Introduction

Prostate cancer (PCa) is the most common cancer in men [1]. Due to demographic developments and an increase of aggressive tumours in younger patients, PCa nowadays is ranked as second leading cause for male cancer death [2]. New diagnostic technologies like multi-parametric magnetic resonance imaging (mpMRI) enable improved detection of clinically relevant PCa. Therefore, MRI-targeted prostate biopsy (PBx) currently represents the standard method for PCa diagnosis. PBx can be performed via a transrectal (TR) or a transperineal (TP) approach, both of which have advantages and disadvantages. TR PBx can be performed under local anaesthesia (LA) in an outpatient setting and therefore represents the standard in-office technique. In the US, the overwhelming majority of biopsies are performed via a TR approach (93.1–99.2%) [3]. Due to the passage of needles through the rectum, patients are at risk for infectious complications. The incidence of cystitis, prostatitis, epididymitis and sepsis ranges between 5 and 7%. Admission rates of up to 2% are reported, despite the use of antibiotic prophylaxis [4,5,6]. Infection rates after TP PBx are significantly lower [7, 8]. However, TP PBx is usually performed under general or spinal anaesthesia. Recent cost analyses comparing TP PBx under general anaesthesia to TR PBx demonstrated 153% higher costs for the TP procedure [9]. Therefore, TP PBx is considered not suitable as an “in-office procedure”, and the associated logistic barrier (need for general or spinal anaesthesia) has impeded its widespread use [10]. Accordingly, the percentage of TP PBx performed in the US during the period between 2009 and 2017 is stagnating well below 1% [3]. Furthermore, MRI-targeted PBx requires specialised training and software based biopsy systems. Free-hand cognitive fusion techniques, however, may represent an alternative method for the in-office application [11]. Current results could demonstrate excellent cancer detection rates via perineal approaches, most probably due to the easier access and detection of anterior tumours [12, 13].

Performing TP PBx under an LA is combining all benefits of the two approaches. First evidence already suggests that TP PBx using an LA represents a viable alternative to TR PBx [11, 14,15,16]. Currently, efforts are made to improve the safety and tolerability of TP PBX under an LA by using specialized cannulas [11, 15, 16].

The aim of this study was to evaluate a series of TP PBX under an LA in terms of safety, tolerability and feasibility as an in-office procedure. Furthermore, we assessed the cancer detection rates of free-hand cognitive fusion biopsy.

*Entries shown*:

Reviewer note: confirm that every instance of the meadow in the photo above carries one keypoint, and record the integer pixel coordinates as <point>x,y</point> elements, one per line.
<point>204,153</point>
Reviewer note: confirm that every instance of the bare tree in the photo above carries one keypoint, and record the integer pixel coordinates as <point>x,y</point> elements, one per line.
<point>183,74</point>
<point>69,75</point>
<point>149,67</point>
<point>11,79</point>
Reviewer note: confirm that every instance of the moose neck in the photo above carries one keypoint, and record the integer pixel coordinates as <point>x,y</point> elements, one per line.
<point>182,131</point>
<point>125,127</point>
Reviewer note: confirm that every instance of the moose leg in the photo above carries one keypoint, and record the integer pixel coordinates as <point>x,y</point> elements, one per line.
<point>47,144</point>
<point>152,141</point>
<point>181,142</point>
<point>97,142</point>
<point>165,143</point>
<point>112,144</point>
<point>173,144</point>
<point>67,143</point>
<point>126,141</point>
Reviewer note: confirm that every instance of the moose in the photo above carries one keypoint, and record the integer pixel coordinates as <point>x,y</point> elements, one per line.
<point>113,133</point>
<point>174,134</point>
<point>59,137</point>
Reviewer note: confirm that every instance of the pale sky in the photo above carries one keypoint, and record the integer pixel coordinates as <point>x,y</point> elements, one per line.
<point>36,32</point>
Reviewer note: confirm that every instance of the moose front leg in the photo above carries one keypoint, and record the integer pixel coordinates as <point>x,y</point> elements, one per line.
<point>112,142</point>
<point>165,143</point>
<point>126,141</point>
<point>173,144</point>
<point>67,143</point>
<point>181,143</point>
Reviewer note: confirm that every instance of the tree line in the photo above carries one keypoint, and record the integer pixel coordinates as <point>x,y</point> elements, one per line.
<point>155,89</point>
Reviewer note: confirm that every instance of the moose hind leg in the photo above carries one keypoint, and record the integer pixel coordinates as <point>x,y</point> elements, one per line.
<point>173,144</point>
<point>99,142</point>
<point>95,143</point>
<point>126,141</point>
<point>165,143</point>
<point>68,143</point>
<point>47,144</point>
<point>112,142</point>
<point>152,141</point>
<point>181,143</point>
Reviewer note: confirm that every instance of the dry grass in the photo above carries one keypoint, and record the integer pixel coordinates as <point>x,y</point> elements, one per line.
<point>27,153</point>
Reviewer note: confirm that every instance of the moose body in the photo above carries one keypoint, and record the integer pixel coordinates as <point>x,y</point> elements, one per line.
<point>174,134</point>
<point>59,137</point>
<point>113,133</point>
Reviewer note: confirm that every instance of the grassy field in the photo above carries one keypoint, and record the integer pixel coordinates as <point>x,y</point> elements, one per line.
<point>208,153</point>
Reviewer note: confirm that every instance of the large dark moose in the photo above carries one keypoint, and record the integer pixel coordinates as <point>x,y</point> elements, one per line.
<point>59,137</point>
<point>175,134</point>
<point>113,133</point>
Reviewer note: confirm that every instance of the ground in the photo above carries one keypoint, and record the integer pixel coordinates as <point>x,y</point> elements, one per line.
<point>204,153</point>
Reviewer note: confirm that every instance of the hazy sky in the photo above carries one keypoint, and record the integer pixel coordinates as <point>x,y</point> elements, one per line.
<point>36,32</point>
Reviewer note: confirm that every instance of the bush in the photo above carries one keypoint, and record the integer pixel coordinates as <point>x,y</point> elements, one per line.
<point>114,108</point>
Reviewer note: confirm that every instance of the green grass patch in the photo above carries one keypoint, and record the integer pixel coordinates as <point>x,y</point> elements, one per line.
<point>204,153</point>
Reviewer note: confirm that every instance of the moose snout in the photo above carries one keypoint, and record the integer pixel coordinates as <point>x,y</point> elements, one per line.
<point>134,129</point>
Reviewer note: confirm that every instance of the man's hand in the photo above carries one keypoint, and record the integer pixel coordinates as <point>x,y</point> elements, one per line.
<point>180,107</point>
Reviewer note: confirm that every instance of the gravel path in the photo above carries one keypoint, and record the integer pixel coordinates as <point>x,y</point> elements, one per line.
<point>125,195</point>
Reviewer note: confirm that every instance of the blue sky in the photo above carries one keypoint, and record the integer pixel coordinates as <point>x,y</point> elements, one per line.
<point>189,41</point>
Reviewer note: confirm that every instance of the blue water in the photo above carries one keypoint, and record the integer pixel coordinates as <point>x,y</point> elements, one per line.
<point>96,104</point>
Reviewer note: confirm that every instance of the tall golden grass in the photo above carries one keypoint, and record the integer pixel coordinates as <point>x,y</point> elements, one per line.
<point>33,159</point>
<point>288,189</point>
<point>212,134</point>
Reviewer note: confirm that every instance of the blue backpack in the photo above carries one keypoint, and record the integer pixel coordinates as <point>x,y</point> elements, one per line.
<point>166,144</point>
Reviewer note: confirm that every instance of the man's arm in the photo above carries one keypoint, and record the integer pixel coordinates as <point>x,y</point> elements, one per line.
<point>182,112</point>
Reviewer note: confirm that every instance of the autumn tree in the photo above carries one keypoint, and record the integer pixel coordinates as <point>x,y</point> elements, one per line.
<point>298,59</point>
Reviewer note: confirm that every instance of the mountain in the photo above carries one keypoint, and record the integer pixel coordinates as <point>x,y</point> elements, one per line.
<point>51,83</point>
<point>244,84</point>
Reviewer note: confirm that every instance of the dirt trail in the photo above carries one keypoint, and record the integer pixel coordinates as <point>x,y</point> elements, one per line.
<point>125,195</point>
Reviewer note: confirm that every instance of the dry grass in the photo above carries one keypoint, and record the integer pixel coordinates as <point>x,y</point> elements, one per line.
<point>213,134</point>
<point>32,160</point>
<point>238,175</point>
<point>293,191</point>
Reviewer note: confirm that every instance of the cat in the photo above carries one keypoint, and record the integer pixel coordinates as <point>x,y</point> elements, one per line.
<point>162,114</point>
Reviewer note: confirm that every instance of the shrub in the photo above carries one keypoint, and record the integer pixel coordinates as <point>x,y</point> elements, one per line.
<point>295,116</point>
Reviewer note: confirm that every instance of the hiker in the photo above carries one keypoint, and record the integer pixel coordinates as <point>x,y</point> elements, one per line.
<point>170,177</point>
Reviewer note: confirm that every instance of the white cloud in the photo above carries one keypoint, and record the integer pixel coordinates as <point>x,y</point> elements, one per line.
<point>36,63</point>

*Work to complete*:
**A.** Answer these questions from the introduction, one line each:
(i) What share of US biopsies does the introduction say are performed via a transrectal approach?
(ii) By how much did costs for the transperineal procedure under general anesthesia exceed those for transrectal biopsy?
(iii) In which three respects did the study aim to evaluate transperineal biopsy under local anesthesia?
**B.** Retype the stretch of the introduction from "Performing TP PBx" through "cognitive fusion biopsy.", keeping every word and mark unchanged.

*Results of the tasks*:
**A.**
(i) 93.1–99.2%
(ii) 153% higher
(iii) Safety, tolerability and feasibility as an in-office procedure

**B.**
Performing TP PBx under an LA is combining all benefits of the two approaches. First evidence already suggests that TP PBx using an LA represents a viable alternative to TR PBx [11, 14,15,16]. Currently, efforts are made to improve the safety and tolerability of TP PBX under an LA by using specialized cannulas [11, 15, 16].

The aim of this study was to evaluate a series of TP PBX under an LA in terms of safety, tolerability and feasibility as an in-office procedure. Furthermore, we assessed the cancer detection rates of free-hand cognitive fusion biopsy.